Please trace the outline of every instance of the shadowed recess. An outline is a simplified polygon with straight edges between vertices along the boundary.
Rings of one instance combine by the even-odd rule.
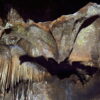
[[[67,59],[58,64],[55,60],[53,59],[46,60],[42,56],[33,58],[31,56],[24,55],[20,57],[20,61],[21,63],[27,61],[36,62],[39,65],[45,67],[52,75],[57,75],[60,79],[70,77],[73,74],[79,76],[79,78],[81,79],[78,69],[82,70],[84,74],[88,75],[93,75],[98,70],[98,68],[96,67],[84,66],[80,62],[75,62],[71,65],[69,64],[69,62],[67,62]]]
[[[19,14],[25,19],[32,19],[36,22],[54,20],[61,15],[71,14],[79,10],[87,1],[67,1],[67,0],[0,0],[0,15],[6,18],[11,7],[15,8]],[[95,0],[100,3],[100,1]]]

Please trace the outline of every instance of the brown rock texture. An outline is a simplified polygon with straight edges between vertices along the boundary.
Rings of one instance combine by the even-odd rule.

==

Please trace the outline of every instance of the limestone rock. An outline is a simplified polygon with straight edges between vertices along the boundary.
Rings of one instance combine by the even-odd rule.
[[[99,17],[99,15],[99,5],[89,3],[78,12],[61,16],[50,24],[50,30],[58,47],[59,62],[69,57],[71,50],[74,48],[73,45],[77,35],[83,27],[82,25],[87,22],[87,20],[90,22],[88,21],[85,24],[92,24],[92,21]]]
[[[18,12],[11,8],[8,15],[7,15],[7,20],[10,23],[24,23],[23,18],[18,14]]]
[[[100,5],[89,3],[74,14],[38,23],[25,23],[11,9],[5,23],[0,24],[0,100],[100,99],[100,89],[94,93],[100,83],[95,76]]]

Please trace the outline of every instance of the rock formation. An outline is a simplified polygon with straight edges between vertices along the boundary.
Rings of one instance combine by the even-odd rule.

...

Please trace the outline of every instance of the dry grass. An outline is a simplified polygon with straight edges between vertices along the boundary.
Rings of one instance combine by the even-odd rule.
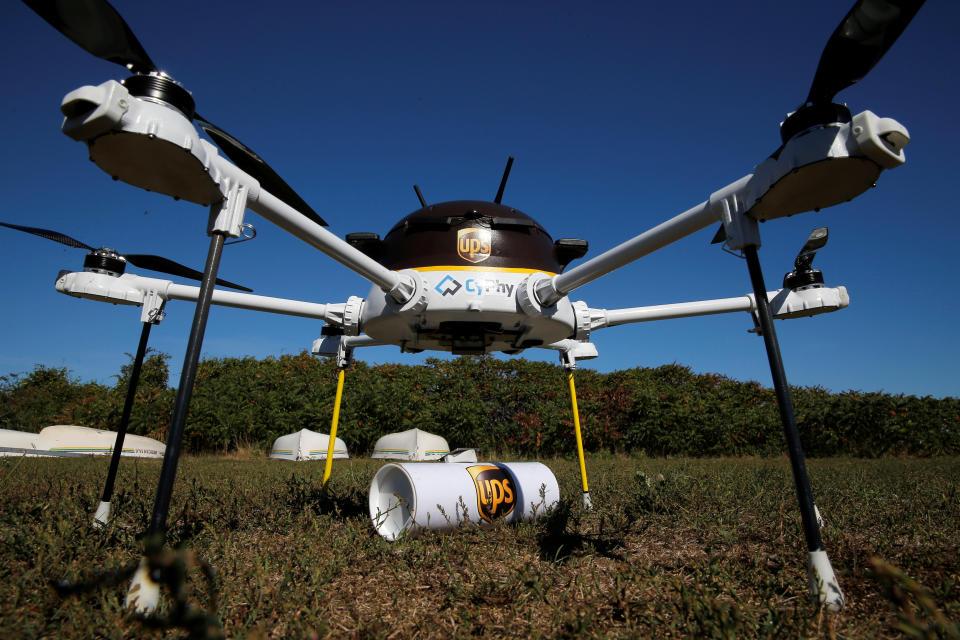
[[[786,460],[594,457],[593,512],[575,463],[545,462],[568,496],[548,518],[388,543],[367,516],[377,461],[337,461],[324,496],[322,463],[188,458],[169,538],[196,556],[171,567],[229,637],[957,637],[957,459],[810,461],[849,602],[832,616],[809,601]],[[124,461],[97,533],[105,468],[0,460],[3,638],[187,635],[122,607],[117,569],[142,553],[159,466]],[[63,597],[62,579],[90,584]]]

> _Task to carry out_
How many of the lines in the data above carry the word "rock"? Say the number and nothing else.

> _Output of the exercise_
3